» **Exercise requirements**
Copy every line of the records below that holds the word "concrete".

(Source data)
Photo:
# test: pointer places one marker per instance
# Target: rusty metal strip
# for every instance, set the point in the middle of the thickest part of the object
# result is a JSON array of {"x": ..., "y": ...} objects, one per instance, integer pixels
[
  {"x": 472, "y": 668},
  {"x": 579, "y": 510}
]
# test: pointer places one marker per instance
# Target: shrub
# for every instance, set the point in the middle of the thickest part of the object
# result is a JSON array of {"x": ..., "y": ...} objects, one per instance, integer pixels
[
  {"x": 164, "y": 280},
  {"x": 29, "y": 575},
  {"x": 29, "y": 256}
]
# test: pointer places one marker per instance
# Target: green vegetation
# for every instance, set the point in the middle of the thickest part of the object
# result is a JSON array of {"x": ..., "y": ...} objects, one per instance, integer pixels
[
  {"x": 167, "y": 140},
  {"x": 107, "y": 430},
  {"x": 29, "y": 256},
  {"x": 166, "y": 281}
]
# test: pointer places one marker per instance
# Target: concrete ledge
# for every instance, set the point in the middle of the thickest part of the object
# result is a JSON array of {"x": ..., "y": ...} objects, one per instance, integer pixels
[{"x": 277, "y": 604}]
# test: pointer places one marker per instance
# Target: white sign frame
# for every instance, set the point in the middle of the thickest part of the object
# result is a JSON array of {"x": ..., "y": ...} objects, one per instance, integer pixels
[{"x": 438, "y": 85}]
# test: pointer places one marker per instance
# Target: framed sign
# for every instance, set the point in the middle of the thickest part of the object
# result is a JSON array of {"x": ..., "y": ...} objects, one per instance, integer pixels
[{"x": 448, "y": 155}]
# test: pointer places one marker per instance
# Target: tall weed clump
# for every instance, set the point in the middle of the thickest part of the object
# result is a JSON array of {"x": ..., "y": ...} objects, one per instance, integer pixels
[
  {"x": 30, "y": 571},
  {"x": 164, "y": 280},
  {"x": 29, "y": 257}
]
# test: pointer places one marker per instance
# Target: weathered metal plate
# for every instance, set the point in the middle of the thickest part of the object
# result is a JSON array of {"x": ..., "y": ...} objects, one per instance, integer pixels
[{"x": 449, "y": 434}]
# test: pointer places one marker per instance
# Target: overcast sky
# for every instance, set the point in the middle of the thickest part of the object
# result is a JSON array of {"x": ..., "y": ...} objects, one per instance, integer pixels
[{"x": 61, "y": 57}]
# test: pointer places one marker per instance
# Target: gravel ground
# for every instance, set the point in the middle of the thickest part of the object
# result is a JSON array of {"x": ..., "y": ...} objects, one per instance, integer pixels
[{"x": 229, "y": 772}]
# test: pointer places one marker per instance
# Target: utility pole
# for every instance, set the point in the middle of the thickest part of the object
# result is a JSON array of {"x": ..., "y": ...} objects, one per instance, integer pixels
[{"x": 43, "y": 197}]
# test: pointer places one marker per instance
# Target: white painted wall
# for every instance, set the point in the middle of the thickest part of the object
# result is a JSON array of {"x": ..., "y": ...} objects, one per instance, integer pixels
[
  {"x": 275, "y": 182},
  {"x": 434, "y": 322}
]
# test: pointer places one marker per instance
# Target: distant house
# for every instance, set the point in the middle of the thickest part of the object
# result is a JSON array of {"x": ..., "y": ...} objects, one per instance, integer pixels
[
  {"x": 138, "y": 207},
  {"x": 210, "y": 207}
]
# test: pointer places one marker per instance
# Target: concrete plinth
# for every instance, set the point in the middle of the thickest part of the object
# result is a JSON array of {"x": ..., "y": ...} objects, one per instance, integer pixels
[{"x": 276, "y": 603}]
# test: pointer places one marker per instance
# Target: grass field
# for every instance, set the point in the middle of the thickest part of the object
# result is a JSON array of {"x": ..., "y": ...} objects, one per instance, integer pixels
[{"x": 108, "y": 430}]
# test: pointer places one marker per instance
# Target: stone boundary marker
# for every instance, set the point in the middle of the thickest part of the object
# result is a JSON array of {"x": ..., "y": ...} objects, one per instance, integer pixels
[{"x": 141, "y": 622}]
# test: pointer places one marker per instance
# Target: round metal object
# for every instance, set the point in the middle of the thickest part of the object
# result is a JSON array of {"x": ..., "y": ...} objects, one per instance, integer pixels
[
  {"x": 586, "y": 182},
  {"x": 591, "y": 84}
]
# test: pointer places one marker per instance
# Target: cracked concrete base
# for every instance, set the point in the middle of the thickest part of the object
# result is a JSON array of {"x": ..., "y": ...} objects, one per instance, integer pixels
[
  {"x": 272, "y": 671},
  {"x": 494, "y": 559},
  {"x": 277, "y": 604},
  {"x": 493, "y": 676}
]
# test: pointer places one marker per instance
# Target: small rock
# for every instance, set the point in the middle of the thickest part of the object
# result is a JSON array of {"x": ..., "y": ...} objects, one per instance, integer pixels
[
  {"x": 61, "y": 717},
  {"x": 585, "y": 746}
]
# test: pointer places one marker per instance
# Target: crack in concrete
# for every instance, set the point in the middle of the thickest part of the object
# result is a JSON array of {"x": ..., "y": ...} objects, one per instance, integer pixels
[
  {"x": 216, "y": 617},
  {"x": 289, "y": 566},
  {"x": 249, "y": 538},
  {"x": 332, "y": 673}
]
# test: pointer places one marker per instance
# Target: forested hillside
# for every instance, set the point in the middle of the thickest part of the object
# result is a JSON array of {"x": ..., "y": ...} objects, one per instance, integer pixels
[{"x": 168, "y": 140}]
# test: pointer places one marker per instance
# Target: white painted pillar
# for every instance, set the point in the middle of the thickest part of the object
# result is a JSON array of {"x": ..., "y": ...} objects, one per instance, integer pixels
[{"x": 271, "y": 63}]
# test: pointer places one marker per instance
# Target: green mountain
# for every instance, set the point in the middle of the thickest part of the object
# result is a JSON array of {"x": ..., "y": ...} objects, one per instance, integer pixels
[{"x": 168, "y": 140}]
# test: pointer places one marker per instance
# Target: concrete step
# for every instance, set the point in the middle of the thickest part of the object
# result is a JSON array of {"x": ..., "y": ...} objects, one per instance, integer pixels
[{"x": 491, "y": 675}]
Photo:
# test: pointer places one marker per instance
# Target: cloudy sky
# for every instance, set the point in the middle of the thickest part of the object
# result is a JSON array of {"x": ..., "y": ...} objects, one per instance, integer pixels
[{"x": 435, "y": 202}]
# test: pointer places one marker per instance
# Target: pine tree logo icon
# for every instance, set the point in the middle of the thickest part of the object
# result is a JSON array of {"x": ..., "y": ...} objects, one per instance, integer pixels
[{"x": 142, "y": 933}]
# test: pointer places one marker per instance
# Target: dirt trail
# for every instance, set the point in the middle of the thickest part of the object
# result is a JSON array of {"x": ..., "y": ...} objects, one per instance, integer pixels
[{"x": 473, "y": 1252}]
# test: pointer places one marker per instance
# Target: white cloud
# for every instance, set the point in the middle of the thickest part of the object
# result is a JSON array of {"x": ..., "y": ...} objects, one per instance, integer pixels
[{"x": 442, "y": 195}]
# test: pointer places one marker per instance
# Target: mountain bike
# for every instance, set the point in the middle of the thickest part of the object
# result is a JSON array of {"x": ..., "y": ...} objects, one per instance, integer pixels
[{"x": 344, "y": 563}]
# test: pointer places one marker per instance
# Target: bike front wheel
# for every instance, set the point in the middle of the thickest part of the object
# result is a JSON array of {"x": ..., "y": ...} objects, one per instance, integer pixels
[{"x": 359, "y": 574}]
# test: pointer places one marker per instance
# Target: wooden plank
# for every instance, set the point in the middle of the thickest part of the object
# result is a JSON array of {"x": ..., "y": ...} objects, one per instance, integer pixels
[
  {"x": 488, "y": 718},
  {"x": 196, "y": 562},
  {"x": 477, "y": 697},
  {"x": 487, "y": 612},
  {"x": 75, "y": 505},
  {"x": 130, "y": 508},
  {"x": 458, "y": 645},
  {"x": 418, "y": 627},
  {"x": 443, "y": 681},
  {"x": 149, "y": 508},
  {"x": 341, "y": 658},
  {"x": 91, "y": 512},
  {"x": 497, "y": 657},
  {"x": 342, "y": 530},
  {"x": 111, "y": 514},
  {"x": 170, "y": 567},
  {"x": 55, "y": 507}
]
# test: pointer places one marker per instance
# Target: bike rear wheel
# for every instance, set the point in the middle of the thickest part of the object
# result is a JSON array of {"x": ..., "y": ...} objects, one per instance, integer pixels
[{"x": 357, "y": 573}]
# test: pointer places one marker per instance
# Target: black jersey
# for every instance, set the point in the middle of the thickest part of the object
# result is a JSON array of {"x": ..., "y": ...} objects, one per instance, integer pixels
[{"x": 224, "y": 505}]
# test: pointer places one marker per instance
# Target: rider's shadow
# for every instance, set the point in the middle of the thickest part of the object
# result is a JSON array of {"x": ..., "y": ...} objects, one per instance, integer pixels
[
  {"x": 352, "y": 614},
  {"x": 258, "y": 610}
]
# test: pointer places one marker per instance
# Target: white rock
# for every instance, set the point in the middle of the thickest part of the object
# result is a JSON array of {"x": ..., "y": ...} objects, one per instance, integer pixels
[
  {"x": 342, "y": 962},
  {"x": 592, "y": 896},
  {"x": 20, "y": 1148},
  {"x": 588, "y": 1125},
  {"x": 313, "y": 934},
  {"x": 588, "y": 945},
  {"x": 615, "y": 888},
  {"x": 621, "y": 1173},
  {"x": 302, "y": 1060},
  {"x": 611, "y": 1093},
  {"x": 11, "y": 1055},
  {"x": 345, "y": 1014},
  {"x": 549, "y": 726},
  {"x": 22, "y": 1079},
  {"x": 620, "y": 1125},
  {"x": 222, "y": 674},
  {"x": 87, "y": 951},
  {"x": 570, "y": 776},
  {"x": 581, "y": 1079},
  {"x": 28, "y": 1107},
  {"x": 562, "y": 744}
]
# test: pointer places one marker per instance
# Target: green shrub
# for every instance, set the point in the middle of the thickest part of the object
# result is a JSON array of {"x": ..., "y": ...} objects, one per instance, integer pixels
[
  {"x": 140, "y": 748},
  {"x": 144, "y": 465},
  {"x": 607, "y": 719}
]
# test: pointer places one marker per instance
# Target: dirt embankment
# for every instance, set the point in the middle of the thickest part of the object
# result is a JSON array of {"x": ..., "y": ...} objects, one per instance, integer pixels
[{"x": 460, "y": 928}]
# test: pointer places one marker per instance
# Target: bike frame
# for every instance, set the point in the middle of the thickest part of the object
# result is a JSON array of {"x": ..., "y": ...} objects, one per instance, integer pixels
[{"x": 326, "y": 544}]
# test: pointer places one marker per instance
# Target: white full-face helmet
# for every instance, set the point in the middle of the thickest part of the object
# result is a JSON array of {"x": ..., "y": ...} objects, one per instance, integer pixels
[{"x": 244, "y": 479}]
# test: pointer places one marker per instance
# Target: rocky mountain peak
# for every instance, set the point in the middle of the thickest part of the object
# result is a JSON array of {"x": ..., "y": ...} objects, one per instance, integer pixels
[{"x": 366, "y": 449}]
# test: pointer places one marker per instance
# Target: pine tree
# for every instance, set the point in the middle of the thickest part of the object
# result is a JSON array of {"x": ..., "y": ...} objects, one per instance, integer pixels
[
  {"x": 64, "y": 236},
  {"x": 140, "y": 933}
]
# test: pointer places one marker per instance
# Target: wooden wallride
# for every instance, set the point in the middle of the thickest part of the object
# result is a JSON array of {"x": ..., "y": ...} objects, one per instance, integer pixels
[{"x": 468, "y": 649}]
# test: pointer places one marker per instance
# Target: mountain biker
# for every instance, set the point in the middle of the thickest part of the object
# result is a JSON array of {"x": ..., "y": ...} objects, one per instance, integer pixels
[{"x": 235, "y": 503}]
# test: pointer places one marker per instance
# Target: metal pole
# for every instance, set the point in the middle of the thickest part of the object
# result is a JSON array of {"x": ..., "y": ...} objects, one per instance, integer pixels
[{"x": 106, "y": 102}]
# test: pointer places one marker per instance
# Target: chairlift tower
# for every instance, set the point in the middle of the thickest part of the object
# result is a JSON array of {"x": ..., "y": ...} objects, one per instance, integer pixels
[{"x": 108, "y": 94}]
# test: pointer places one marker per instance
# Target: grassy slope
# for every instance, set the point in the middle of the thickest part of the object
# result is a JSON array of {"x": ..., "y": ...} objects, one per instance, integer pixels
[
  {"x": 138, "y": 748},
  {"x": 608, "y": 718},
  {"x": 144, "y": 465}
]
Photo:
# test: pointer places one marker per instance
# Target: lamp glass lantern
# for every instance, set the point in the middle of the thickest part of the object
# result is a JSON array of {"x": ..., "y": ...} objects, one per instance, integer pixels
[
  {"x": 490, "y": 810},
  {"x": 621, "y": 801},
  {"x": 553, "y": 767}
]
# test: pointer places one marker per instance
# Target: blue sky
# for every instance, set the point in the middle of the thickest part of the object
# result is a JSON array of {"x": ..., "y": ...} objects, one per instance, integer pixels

» **Result**
# Target: concrete ledge
# Target: concrete plinth
# Target: cracked concrete base
# Target: crack in concrete
# Target: concrete step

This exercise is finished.